Exercise data:

--------------------------------------------------

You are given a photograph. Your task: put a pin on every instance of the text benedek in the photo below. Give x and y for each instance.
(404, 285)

--------------------------------------------------

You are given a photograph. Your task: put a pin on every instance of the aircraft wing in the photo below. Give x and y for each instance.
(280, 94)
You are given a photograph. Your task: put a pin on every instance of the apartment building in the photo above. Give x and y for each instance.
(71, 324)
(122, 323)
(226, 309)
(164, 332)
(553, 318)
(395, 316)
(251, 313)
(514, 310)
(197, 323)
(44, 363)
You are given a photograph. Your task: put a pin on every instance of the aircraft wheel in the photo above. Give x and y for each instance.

--------------------------------------------------

Prompt: Please transcribe exactly the lines above from the line that has "the aircraft wing" up to and including the line that has "the aircraft wheel"; no other line belongs in the answer.

Written response:
You are given a photograph. Your task: put a pin on every instance of the aircraft wing in the photo below. Give x and y for each instance.
(280, 94)
You are given a photograph. Your task: put a pin on every instance of the apartment building in the photo above. Give x and y for each instance.
(71, 324)
(122, 323)
(226, 309)
(164, 332)
(553, 318)
(395, 316)
(251, 313)
(514, 310)
(197, 323)
(44, 363)
You are given a photograph. Your task: put a pin on every instance of the aircraft wheel in the photo above. Give x and y for each instance.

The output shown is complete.